▸ Records provided:
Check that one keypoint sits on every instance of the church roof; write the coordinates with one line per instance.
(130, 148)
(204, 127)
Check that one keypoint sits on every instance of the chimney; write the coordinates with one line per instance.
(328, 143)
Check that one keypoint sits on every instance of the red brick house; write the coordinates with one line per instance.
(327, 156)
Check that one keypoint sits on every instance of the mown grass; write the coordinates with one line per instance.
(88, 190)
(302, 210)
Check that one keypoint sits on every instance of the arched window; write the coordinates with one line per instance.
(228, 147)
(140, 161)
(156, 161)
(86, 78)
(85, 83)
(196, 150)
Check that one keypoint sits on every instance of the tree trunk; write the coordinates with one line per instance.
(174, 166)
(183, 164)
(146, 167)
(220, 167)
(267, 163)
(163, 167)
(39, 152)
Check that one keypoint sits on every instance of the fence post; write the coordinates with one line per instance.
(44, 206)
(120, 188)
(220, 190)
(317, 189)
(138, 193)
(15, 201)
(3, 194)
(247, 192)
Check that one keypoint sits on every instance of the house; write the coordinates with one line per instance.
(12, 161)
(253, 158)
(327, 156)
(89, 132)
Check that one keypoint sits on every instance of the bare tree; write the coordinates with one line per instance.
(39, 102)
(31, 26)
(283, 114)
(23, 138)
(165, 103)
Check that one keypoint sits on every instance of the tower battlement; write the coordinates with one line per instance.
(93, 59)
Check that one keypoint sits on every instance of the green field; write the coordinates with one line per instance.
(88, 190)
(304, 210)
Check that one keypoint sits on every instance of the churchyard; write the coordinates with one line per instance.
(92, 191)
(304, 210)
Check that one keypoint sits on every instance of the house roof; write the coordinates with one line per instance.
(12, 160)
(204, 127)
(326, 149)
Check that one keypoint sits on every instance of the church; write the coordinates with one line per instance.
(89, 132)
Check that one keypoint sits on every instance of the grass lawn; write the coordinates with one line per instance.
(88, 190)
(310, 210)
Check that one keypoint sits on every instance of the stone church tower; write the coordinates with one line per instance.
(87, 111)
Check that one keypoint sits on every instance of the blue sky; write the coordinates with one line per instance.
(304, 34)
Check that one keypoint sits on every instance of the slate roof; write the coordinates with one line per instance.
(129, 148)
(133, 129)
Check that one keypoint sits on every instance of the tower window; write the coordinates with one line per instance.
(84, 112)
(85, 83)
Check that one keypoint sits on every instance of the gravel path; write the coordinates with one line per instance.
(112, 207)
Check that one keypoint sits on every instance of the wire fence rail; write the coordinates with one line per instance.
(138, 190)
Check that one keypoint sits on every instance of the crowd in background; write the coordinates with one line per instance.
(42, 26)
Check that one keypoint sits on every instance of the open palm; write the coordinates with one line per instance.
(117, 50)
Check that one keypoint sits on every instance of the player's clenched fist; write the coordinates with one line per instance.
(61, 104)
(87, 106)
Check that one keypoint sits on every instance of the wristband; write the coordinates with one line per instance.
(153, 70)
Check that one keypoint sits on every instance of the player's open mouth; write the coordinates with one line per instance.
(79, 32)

▸ What to do:
Render the stretch from the line containing "Check that one keypoint sits on every instance of the stone" through the end of the entries as a JSON list of strings, one string per line, with both ends included and blank lines omitted.

▸ Answer to the problem:
[
  "Check that one keypoint sits on every instance of the stone church tower; write the coordinates with one line per instance.",
  "(87, 111)",
  "Check that one keypoint sits on every instance of the blue sky; write the coordinates with one line per instance.",
  "(304, 34)",
  "Check that one keypoint sits on every instance of the slate roof; write the coordinates with one line per instance.",
  "(129, 148)",
  "(133, 129)",
  "Check that one keypoint sits on every instance of the tower window; write the coordinates with one line per instance.",
  "(84, 112)",
  "(85, 83)",
  "Check that one keypoint sits on every instance of the gravel path; write the coordinates with one line per instance.",
  "(112, 207)",
  "Check that one keypoint sits on every instance of the wire fence rail; write the coordinates with one line per instance.",
  "(138, 190)",
  "Check that one keypoint sits on every instance of the crowd in background; write the coordinates with one line per instance.",
  "(42, 26)",
  "Check that one keypoint sits on every instance of the open palm; write the coordinates with one line per instance.",
  "(117, 50)",
  "Check that one keypoint sits on every instance of the player's clenched fist; write the coordinates with one line per instance.",
  "(61, 104)",
  "(87, 106)",
  "Check that one keypoint sits on every instance of the wristband; write the coordinates with one line per instance.",
  "(153, 70)",
  "Check that one keypoint sits on every instance of the player's open mouth; write the coordinates with one line per instance.",
  "(79, 32)"
]